▸ **Document**
The Obama administration gave Somali Muslims behind-the-scenes tours at a major U.S. airport after the group complained to Homeland Security Secretary Jeh Johnson about feeling harassed and profiled, government records obtained by Judicial Watch reveal. The special security tours not offered to any other group occurred at the Minneapolis-St. Paul International Airport after Department of Homeland Security (DHS) roundtable meetings with local Somali leaders to obtain feedback for “modifications to practices that would allow for operations to be more culturally sensitive.”

On at least two occasions—December 18, 2014 and February 18, 2015—federal authorities granted the unprecedented excursions of the facility’s sterile and secure areas, according to Transportation Security Administration (TSA) records obtained by Judicial Watch. The DHS agency that conducted the expeditions, Customs and Border Protection (CBP), provided the Muslim participants with “an in-depth, on-site tour and discussion of CBP’s airport, including both inbound and outbound passenger processing,” the TSA files state.

Besides multiple roundtable meetings between CBP and Somali community leaders including imams, the records show that a luncheon and “cultural exchange and educational brief” also took place between December 2014 and February 2015 so that attendees could ask about the agency’s “specific practices” at the airport.

▸ **Directions for this task**
Copy the article above about the airport security tours in full, word for word.

▸ **Records shown**
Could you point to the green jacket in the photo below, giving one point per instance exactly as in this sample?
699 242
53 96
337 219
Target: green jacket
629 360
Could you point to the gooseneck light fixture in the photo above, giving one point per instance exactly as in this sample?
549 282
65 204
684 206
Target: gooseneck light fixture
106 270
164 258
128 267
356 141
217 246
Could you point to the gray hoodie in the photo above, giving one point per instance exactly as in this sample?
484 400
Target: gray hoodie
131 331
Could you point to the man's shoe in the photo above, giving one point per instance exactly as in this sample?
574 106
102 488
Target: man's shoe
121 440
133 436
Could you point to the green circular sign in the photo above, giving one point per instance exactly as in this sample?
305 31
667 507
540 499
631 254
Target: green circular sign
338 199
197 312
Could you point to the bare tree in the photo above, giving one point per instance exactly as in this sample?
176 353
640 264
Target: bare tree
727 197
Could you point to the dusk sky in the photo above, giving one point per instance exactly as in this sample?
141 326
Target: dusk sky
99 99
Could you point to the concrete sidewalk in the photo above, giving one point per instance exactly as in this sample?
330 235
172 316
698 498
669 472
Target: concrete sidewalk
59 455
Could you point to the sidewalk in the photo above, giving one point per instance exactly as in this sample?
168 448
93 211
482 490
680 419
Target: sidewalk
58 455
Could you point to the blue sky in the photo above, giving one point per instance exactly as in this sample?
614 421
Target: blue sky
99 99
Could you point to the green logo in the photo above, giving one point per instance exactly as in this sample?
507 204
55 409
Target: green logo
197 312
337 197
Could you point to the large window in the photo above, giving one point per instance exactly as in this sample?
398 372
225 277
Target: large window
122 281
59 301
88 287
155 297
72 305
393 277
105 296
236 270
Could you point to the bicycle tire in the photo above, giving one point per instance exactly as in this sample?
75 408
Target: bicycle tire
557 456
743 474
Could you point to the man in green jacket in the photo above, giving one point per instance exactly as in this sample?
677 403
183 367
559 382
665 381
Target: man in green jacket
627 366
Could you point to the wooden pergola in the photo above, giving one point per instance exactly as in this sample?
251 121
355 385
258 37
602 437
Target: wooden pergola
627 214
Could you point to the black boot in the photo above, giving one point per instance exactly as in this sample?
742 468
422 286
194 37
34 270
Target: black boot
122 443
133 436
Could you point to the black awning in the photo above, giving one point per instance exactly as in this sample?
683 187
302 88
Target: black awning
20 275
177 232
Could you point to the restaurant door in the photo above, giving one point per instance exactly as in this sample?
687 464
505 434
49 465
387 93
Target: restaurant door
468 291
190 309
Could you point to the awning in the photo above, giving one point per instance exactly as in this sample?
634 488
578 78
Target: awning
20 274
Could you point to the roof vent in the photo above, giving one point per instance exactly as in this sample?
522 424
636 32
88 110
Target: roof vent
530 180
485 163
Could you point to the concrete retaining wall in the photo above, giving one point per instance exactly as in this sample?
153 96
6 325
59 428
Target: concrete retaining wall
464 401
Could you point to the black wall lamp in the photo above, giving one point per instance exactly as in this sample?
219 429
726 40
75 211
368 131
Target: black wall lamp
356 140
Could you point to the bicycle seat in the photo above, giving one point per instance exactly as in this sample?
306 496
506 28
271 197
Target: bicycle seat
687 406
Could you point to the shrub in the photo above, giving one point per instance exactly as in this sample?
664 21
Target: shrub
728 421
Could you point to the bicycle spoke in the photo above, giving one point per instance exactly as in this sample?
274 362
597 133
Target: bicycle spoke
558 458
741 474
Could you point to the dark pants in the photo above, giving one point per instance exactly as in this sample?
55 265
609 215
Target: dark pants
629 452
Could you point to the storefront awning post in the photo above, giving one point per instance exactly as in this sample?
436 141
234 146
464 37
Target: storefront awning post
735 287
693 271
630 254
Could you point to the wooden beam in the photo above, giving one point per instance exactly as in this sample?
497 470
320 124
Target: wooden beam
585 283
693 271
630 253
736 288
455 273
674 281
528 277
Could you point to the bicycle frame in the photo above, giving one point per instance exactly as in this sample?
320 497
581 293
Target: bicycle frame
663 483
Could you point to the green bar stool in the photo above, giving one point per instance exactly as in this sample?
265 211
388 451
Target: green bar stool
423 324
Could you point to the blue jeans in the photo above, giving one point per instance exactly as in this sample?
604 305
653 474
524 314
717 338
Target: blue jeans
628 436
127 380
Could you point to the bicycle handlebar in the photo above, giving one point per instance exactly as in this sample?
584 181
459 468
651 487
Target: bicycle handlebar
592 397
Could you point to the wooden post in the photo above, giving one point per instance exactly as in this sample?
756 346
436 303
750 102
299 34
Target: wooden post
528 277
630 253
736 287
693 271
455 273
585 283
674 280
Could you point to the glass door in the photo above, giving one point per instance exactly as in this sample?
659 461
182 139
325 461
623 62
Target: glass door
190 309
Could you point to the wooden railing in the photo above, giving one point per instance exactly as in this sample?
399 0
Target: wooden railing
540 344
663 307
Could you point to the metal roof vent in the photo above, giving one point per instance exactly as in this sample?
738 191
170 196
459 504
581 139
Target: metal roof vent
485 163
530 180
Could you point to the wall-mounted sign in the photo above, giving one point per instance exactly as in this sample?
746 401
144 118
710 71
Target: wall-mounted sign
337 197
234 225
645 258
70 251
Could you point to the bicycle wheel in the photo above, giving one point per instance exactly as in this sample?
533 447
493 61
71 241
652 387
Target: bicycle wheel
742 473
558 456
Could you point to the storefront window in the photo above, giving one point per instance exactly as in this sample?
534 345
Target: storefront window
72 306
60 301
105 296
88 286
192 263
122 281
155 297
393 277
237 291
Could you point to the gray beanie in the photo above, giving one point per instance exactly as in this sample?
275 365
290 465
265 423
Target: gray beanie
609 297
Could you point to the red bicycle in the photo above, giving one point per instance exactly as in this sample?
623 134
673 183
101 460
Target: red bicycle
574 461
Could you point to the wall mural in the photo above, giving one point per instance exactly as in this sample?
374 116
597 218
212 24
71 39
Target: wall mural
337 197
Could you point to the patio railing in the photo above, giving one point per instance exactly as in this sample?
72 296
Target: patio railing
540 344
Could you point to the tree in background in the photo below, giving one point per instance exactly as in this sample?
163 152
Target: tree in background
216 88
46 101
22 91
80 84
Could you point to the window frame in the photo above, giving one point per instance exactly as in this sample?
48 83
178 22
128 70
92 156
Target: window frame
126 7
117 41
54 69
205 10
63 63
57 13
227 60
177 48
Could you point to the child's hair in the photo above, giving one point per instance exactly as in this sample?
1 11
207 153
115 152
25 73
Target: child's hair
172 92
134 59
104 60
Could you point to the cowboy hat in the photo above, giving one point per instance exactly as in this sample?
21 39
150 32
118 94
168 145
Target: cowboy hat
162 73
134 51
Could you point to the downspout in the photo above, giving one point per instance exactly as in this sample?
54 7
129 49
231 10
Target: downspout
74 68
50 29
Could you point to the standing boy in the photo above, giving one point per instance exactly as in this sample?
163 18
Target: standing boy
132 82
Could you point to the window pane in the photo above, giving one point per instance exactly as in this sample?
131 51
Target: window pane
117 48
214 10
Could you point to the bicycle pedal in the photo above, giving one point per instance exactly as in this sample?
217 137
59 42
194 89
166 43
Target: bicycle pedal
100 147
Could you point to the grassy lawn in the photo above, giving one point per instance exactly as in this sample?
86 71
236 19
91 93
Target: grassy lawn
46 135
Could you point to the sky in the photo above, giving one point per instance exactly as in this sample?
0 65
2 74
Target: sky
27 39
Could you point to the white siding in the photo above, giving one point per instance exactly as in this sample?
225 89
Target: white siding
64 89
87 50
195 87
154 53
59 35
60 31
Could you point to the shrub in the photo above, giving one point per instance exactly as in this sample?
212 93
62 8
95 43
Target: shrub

▸ **Task result**
The Obama administration gave Somali Muslims behind-the-scenes tours at a major U.S. airport after the group complained to Homeland Security Secretary Jeh Johnson about feeling harassed and profiled, government records obtained by Judicial Watch reveal. The special security tours not offered to any other group occurred at the Minneapolis-St. Paul International Airport after Department of Homeland Security (DHS) roundtable meetings with local Somali leaders to obtain feedback for “modifications to practices that would allow for operations to be more culturally sensitive.”

On at least two occasions—December 18, 2014 and February 18, 2015—federal authorities granted the unprecedented excursions of the facility’s sterile and secure areas, according to Transportation Security Administration (TSA) records obtained by Judicial Watch. The DHS agency that conducted the expeditions, Customs and Border Protection (CBP), provided the Muslim participants with “an in-depth, on-site tour and discussion of CBP’s airport, including both inbound and outbound passenger processing,” the TSA files state.

Besides multiple roundtable meetings between CBP and Somali community leaders including imams, the records show that a luncheon and “cultural exchange and educational brief” also took place between December 2014 and February 2015 so that attendees could ask about the agency’s “specific practices” at the airport.